▶ _Passage shown_:

----

This is the second in a three-part series of articles on Powers of Attorney. The first article examined the Financial Power of Attorney. This second article examines the Healthcare Power of Attorney and Advance Directive. The third article in the series will focus on a “HIPAA” Power of Attorney. These three documents are the keystone in even the most basic estate plan.

As outlined in the first article in the series, a Power of Attorney is a document by which you appoint someone as your “Agent” to act on your behalf. If that Agent is unwilling or unable to act, the document can appoint one or more successor Agents. While a Financial Power of Attorney appoints an Agent to make financial decisions for you (as outlined in the first article in the series), a Healthcare Power of Attorney appoints the Agent to make Healthcare decisions for you. With a Healthcare Power of Attorney, when you are unable to make Healthcare decisions for yourself, your Agent is empowered to make them for you.

----

▶ _Source material_:

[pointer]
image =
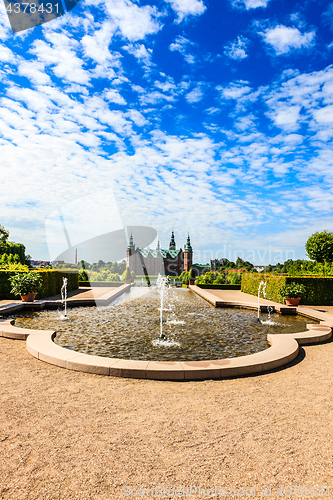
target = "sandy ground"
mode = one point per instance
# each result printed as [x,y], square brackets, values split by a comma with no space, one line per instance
[70,435]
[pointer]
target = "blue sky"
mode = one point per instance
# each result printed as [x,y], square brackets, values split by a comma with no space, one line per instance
[208,116]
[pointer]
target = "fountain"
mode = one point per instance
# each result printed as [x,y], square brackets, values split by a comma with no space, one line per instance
[63,292]
[262,285]
[162,284]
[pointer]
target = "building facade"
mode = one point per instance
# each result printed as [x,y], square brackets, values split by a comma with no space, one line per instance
[171,262]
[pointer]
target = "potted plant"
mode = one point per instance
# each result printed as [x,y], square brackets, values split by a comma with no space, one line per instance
[26,285]
[191,276]
[292,293]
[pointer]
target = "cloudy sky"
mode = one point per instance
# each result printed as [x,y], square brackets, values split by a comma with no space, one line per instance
[208,116]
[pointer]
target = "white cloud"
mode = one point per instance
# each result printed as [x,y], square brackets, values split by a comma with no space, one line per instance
[186,8]
[61,57]
[133,22]
[182,45]
[195,95]
[35,72]
[139,51]
[114,96]
[96,46]
[234,90]
[284,39]
[249,4]
[237,50]
[324,115]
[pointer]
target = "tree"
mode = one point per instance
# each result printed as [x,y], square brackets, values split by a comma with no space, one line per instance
[319,247]
[4,235]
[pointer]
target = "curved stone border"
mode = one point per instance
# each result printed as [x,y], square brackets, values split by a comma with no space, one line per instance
[283,349]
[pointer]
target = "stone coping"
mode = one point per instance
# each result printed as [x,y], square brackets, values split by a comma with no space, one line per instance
[283,349]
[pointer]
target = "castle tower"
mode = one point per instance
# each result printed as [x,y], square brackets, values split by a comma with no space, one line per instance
[172,245]
[188,255]
[130,250]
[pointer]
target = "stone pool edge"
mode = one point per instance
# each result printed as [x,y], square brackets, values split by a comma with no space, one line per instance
[283,349]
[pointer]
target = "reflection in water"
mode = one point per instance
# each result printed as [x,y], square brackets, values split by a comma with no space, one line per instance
[130,327]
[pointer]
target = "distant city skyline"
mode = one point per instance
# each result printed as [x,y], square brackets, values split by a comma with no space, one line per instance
[208,116]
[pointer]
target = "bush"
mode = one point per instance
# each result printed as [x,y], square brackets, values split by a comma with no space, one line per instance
[51,282]
[293,290]
[318,290]
[319,246]
[25,283]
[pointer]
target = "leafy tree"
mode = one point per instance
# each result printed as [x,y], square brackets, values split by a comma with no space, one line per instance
[4,235]
[319,246]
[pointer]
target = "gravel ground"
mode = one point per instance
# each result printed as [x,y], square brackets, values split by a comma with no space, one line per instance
[70,435]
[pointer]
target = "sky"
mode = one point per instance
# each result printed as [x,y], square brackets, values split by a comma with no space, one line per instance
[212,117]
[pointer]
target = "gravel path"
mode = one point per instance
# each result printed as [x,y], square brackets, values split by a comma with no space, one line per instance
[69,435]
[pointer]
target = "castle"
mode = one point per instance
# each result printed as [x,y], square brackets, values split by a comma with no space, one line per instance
[149,262]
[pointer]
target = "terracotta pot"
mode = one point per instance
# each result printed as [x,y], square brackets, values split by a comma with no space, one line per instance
[293,302]
[29,298]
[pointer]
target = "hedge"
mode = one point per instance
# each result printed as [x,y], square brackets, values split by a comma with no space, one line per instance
[219,287]
[101,283]
[16,249]
[52,282]
[319,290]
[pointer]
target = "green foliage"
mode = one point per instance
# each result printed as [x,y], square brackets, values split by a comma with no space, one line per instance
[319,246]
[293,290]
[128,275]
[250,284]
[234,278]
[25,283]
[83,275]
[184,278]
[307,267]
[51,282]
[318,290]
[104,275]
[12,263]
[4,235]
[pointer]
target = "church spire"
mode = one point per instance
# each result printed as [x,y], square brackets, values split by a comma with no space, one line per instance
[131,244]
[188,243]
[172,245]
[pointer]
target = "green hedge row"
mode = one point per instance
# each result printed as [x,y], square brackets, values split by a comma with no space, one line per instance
[101,283]
[16,249]
[52,283]
[319,290]
[220,287]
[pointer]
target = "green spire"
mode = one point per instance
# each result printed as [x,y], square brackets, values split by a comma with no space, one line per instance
[172,245]
[188,243]
[131,244]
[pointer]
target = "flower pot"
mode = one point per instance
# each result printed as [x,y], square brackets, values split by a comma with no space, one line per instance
[292,302]
[29,298]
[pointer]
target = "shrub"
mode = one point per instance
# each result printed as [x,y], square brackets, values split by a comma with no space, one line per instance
[293,290]
[25,283]
[318,290]
[51,282]
[319,246]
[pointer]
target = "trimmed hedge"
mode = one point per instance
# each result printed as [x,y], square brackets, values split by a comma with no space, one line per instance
[319,290]
[16,249]
[220,287]
[52,282]
[101,283]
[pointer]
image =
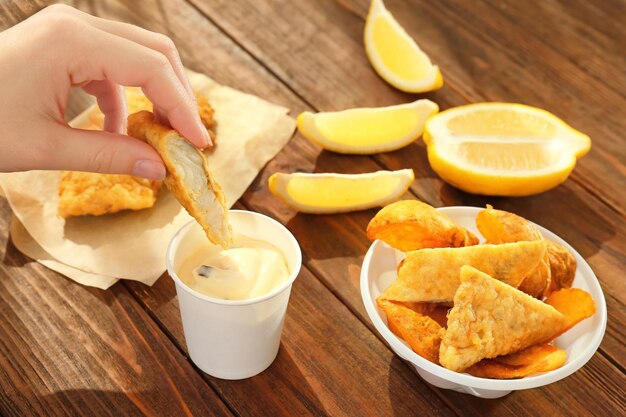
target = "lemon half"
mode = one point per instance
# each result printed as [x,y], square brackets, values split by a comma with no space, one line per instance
[367,130]
[339,193]
[502,148]
[394,54]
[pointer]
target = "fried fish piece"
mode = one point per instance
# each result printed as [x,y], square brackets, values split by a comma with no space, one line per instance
[421,332]
[86,193]
[410,225]
[490,318]
[498,226]
[432,275]
[562,266]
[188,175]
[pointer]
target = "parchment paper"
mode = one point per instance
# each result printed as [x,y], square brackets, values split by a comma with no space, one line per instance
[97,250]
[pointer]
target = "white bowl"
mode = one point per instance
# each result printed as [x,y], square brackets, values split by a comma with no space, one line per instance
[379,270]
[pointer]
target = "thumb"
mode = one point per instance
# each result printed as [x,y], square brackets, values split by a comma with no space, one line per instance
[105,152]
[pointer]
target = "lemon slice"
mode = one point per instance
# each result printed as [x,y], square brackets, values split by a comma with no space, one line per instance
[502,148]
[367,130]
[394,54]
[339,193]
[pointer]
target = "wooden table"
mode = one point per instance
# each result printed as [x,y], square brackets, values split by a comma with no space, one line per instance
[66,349]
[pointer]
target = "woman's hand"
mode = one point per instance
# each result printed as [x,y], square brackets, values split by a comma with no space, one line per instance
[43,57]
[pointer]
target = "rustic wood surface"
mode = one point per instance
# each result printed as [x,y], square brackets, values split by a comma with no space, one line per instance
[70,350]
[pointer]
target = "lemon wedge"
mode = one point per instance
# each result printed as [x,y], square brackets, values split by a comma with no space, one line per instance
[367,130]
[339,193]
[394,54]
[502,148]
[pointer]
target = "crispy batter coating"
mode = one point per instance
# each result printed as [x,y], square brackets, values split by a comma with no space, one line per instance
[410,225]
[490,318]
[562,266]
[432,275]
[421,332]
[188,176]
[498,226]
[86,193]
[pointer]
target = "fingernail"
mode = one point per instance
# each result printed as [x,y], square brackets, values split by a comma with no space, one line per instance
[207,137]
[149,169]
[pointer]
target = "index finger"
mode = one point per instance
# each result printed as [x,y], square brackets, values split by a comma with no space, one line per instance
[103,55]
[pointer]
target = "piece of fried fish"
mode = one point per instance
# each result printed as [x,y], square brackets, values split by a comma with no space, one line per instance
[432,275]
[491,318]
[82,193]
[188,175]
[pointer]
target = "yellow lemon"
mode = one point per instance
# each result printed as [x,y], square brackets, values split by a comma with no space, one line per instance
[339,193]
[502,148]
[394,54]
[367,130]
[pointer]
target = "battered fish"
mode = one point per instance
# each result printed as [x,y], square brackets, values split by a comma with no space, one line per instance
[188,176]
[432,275]
[490,318]
[86,193]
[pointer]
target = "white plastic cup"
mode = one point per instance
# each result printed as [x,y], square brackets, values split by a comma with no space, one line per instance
[234,339]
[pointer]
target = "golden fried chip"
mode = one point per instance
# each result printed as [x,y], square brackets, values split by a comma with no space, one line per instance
[562,266]
[419,331]
[86,193]
[526,362]
[188,176]
[432,275]
[490,318]
[410,224]
[498,226]
[575,304]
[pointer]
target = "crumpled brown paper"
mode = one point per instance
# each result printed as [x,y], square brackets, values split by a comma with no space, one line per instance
[98,250]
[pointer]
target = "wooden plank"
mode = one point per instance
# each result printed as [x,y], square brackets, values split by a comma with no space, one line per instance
[602,225]
[66,349]
[329,363]
[475,66]
[323,256]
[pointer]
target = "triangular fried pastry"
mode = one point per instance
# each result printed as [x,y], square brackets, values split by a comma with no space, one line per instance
[86,193]
[498,226]
[490,318]
[188,175]
[432,275]
[421,332]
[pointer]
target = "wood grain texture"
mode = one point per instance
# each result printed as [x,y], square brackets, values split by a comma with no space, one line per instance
[356,85]
[309,56]
[66,349]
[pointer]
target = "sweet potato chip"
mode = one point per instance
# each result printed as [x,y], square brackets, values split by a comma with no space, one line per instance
[410,224]
[419,331]
[432,275]
[562,266]
[530,361]
[575,304]
[490,318]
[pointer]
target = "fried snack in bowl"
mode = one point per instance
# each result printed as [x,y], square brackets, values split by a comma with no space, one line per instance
[491,318]
[562,266]
[432,275]
[498,226]
[379,270]
[530,361]
[420,331]
[410,225]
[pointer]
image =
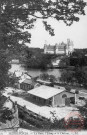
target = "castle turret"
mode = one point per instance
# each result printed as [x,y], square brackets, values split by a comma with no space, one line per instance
[69,46]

----

▶ _Your goal_:
Reproduce the passage on the Healthcare Power of Attorney between "As outlined in the first article in the series, a" and "them for you.", inclusive. The entries aren't needed for what comes next.

▶ _Task result_:
As outlined in the first article in the series, a Power of Attorney is a document by which you appoint someone as your “Agent” to act on your behalf. If that Agent is unwilling or unable to act, the document can appoint one or more successor Agents. While a Financial Power of Attorney appoints an Agent to make financial decisions for you (as outlined in the first article in the series), a Healthcare Power of Attorney appoints the Agent to make Healthcare decisions for you. With a Healthcare Power of Attorney, when you are unable to make Healthcare decisions for yourself, your Agent is empowered to make them for you.